● **Your assignment**: Reproduce the records below exactly, but only between the lines holding "[tag] shrub (a point for each instance)" and "[tag] white trim (a point for each instance)", inclusive.

● **Stored data entries**:
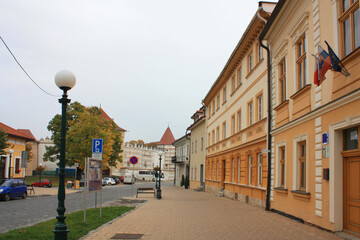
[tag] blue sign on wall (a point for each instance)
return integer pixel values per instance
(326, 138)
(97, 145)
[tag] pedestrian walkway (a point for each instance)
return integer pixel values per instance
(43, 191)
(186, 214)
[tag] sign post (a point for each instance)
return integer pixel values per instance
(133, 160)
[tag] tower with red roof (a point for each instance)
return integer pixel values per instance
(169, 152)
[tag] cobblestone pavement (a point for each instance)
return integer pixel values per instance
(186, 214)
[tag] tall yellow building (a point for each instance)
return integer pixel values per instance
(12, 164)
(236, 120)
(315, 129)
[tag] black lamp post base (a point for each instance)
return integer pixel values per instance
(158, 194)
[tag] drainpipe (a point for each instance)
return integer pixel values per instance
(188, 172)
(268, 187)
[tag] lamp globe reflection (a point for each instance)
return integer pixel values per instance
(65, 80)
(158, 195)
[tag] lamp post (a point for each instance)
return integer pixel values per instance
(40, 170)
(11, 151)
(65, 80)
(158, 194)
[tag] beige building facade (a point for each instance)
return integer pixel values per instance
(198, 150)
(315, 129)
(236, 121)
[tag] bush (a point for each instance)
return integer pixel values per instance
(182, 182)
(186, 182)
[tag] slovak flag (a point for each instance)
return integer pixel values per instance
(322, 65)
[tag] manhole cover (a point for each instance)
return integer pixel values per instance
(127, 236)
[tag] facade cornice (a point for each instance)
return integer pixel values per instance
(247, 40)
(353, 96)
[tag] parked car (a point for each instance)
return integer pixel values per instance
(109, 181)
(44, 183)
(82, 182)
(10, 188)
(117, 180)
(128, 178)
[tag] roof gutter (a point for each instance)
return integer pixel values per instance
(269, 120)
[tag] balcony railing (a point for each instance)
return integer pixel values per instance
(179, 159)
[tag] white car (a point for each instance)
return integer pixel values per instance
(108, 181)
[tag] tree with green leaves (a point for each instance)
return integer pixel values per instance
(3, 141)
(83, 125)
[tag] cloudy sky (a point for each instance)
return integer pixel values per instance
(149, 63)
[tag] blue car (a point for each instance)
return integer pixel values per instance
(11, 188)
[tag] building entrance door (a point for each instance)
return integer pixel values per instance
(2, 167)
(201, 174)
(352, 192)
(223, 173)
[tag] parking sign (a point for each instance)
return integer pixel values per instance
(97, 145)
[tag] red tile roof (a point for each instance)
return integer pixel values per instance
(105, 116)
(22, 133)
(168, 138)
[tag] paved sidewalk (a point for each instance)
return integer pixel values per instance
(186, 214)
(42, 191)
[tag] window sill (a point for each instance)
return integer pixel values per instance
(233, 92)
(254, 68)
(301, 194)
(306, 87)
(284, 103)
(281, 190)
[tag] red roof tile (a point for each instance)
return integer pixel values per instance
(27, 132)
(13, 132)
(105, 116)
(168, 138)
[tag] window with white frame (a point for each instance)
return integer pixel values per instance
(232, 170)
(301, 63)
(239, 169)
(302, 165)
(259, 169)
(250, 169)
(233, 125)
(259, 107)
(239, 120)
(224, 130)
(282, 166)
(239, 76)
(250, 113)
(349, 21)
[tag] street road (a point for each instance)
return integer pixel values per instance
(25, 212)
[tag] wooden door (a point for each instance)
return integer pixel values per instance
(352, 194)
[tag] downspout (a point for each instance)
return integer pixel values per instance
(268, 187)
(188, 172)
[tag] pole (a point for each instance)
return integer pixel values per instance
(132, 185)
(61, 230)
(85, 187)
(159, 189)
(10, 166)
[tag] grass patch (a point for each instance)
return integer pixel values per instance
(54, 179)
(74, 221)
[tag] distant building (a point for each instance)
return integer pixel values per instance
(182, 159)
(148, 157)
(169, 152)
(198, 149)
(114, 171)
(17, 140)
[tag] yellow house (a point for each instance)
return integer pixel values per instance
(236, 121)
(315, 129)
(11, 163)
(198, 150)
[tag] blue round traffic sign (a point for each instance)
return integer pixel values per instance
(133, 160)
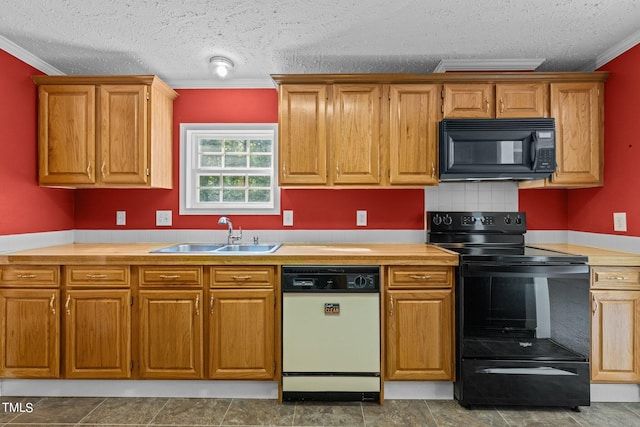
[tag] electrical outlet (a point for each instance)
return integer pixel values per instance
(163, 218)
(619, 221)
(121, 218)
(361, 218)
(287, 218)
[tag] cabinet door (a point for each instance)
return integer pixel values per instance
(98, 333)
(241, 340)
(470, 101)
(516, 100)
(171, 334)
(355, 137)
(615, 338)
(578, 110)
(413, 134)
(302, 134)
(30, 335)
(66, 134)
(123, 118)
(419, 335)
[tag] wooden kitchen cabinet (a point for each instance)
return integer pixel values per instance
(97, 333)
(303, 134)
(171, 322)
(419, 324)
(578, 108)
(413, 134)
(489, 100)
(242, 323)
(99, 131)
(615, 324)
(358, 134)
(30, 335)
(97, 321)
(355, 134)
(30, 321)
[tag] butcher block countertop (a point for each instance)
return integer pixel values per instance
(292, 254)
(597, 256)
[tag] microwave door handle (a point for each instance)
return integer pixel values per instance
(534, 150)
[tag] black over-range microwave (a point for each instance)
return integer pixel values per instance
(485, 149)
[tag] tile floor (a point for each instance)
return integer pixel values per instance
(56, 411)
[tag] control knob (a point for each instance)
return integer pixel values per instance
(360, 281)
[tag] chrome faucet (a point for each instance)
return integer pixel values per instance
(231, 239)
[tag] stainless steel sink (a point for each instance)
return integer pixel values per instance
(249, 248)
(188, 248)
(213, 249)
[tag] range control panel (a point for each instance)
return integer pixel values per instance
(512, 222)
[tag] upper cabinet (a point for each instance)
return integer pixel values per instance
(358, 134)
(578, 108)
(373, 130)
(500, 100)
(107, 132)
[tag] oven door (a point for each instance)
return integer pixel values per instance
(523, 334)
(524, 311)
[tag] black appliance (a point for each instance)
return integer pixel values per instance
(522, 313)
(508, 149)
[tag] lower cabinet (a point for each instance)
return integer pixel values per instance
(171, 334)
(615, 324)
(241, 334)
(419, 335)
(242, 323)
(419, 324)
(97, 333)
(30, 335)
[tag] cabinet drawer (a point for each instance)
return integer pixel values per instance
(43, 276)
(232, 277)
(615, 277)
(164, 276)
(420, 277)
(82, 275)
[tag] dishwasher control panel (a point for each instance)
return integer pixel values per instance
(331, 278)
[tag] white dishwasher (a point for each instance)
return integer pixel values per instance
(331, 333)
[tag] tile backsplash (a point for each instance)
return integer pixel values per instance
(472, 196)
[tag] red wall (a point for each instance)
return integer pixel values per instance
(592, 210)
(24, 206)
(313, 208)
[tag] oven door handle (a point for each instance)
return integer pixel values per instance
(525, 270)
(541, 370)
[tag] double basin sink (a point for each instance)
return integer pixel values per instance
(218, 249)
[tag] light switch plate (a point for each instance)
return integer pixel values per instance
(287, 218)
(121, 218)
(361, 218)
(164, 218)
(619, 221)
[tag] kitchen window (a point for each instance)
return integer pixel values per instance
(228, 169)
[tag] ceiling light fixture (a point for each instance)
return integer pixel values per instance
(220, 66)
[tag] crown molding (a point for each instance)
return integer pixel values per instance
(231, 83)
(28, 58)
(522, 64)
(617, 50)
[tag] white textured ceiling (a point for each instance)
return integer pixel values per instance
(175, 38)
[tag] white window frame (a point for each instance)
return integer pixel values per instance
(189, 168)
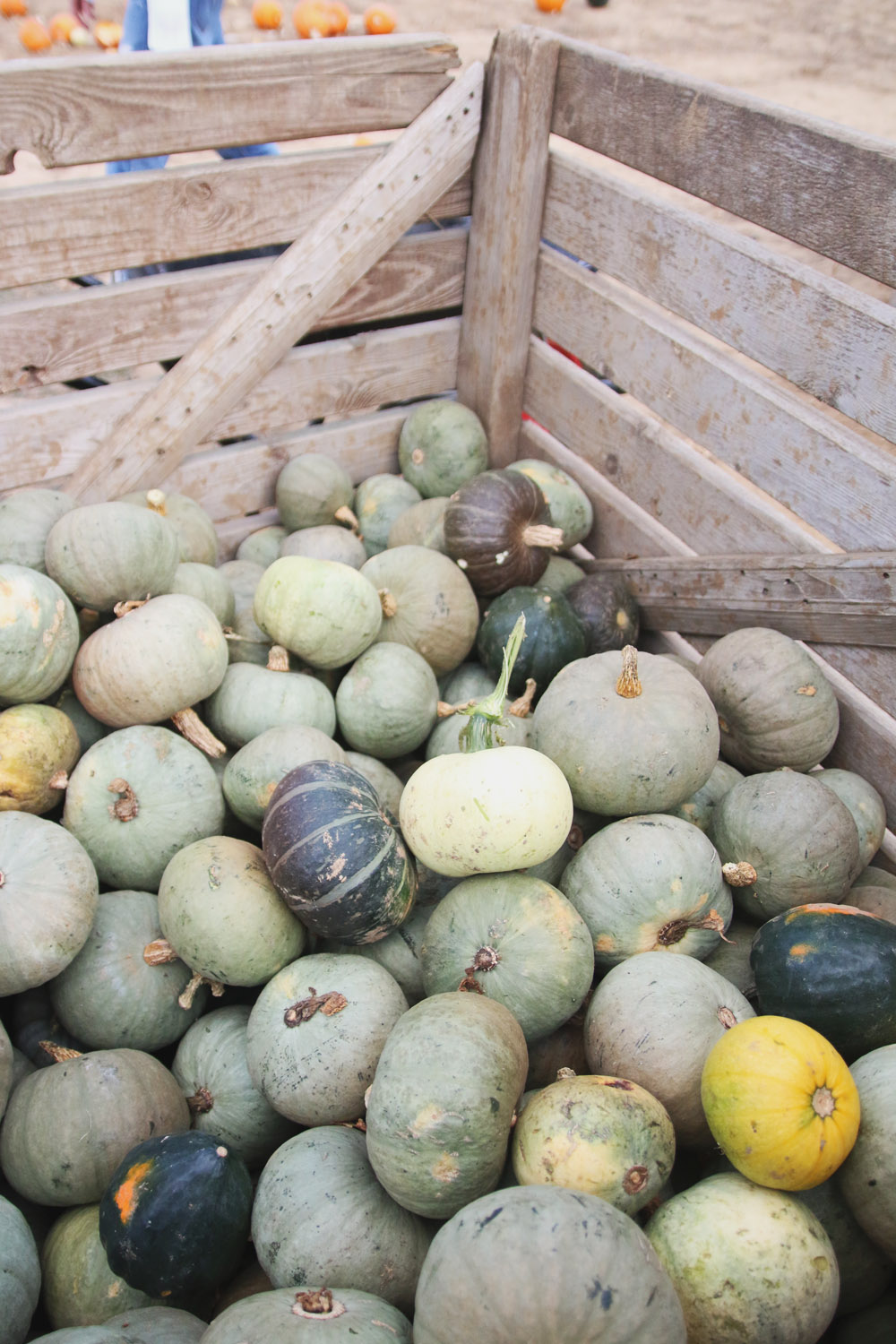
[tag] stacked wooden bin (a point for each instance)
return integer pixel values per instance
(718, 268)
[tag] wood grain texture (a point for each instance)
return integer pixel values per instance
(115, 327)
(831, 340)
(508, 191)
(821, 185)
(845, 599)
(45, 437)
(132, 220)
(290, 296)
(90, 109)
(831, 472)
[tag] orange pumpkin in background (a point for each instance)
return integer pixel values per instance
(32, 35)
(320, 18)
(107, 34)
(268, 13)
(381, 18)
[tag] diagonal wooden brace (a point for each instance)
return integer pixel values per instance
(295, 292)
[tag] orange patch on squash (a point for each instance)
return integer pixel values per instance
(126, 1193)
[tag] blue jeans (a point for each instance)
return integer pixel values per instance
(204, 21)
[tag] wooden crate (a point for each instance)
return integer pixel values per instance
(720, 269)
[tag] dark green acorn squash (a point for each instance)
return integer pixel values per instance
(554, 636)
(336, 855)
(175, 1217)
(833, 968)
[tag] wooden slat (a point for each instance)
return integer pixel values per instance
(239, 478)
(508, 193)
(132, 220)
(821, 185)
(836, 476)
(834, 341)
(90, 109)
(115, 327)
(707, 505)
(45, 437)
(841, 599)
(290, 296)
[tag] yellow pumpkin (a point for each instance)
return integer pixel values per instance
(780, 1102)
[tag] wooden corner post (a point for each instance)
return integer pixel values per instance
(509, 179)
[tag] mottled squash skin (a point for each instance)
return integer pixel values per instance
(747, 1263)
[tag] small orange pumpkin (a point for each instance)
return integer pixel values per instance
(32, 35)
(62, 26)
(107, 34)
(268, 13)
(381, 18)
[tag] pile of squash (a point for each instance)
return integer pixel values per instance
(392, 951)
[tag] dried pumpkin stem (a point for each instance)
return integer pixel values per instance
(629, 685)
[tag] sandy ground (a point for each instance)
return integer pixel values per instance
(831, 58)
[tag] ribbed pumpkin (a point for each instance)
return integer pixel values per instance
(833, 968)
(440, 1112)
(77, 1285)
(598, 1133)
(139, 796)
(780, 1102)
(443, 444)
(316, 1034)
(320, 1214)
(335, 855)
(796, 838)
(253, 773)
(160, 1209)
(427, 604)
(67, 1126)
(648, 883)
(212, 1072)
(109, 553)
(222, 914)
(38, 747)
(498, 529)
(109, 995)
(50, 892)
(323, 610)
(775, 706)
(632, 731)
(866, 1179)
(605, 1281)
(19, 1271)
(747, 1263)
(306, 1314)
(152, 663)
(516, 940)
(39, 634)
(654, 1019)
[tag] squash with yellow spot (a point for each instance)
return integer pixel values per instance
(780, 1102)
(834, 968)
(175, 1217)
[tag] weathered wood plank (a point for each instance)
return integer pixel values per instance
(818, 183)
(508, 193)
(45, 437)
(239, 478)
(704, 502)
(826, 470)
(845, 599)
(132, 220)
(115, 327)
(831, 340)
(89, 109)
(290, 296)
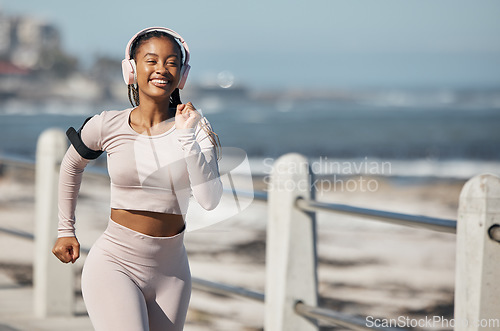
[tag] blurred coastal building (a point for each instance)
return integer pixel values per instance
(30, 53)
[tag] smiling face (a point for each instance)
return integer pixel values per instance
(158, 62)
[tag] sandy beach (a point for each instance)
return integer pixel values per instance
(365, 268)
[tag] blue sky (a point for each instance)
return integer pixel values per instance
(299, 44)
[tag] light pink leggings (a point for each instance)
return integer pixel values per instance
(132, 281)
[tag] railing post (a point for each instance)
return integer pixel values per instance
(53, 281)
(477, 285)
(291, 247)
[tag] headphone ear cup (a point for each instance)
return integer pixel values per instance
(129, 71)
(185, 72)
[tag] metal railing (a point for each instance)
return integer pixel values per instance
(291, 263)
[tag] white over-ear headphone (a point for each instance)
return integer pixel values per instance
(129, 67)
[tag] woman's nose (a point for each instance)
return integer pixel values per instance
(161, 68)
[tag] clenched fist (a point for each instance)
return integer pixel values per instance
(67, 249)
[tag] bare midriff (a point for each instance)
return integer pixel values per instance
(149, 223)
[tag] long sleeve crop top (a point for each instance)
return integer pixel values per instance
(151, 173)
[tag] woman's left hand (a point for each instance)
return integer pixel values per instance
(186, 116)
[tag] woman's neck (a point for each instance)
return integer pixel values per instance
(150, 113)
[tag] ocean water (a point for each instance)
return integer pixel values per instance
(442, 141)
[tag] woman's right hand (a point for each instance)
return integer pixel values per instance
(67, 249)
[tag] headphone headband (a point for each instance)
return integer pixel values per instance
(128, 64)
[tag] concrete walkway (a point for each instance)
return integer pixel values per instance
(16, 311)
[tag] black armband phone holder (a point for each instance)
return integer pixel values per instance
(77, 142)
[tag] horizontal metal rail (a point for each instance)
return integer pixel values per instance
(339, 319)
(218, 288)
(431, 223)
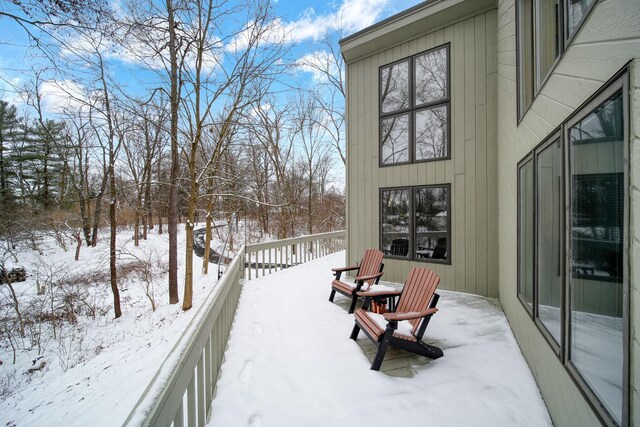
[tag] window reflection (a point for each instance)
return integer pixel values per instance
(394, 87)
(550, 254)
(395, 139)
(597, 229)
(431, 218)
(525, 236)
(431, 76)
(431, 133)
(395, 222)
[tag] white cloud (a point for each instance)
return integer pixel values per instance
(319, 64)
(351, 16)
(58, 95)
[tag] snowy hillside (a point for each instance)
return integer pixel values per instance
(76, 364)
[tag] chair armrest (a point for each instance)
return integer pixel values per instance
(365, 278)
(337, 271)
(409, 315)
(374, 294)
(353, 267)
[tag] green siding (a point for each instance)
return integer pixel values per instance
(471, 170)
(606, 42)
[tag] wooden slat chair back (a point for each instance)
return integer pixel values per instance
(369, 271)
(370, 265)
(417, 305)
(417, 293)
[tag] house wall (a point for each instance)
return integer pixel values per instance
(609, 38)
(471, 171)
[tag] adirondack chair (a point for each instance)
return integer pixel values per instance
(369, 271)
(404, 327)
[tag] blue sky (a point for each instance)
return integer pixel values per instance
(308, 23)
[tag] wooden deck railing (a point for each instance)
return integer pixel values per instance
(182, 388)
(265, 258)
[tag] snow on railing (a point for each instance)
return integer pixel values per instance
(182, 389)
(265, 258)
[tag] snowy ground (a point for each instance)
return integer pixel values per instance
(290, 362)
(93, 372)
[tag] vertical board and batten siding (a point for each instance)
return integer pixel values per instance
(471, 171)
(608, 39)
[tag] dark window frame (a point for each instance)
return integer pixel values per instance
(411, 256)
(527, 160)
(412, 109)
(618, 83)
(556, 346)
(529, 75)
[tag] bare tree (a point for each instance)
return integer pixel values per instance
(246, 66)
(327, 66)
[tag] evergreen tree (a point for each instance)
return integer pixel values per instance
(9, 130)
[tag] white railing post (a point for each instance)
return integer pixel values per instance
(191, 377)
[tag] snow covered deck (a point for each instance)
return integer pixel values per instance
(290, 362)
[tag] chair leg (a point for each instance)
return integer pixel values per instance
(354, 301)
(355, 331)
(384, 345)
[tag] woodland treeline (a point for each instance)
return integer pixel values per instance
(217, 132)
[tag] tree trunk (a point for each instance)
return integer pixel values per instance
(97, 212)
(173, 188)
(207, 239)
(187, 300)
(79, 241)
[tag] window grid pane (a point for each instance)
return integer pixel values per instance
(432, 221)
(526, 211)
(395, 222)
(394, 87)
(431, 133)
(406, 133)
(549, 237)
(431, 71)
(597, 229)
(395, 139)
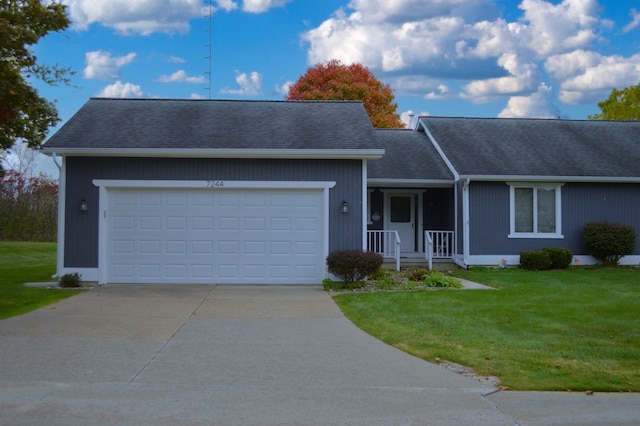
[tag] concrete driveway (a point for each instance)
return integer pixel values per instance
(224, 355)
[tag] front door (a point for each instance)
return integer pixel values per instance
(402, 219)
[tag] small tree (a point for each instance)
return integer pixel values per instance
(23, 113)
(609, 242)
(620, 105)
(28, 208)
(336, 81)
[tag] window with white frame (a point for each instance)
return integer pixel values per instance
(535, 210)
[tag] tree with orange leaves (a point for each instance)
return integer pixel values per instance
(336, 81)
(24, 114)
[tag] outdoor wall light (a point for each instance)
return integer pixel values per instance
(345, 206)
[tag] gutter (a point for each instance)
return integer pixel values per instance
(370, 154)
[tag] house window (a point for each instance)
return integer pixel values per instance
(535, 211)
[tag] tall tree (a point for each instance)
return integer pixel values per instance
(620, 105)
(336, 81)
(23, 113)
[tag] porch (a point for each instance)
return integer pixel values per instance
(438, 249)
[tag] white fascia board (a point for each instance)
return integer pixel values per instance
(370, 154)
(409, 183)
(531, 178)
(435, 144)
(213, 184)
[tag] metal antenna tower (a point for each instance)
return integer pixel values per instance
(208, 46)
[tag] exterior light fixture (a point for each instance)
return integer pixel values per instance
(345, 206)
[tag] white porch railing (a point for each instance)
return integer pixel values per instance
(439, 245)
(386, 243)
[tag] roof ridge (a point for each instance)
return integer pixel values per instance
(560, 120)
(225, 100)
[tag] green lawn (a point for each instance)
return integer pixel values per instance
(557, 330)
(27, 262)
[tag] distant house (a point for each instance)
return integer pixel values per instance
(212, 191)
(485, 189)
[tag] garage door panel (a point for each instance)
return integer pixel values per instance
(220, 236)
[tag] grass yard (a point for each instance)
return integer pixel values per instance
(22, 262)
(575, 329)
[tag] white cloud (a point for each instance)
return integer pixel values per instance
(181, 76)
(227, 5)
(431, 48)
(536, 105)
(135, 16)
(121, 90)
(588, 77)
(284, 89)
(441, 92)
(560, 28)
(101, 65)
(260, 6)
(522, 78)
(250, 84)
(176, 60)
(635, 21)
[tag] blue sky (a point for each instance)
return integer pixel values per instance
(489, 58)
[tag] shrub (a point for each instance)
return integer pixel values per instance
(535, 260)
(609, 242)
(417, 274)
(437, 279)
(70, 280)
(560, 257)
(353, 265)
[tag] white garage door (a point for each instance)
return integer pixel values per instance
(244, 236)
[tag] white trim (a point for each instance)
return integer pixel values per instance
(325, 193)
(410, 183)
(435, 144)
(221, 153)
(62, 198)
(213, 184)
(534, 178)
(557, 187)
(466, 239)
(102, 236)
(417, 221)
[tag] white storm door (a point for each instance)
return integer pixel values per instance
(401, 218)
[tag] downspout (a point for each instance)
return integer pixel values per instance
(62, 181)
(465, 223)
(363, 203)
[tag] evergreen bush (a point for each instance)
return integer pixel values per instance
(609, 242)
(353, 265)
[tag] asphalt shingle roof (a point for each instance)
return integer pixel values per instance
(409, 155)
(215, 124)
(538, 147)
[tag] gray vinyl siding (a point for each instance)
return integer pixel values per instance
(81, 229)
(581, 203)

● **Output for this task**:
[tag] shrub (a point for each instance)
return integer pixel values per instance
(535, 260)
(609, 242)
(417, 274)
(437, 279)
(70, 280)
(560, 257)
(353, 265)
[tag] white garage door (a point for each instance)
return integer pixel values per instance
(244, 236)
[tag] white trim (a point for each instance)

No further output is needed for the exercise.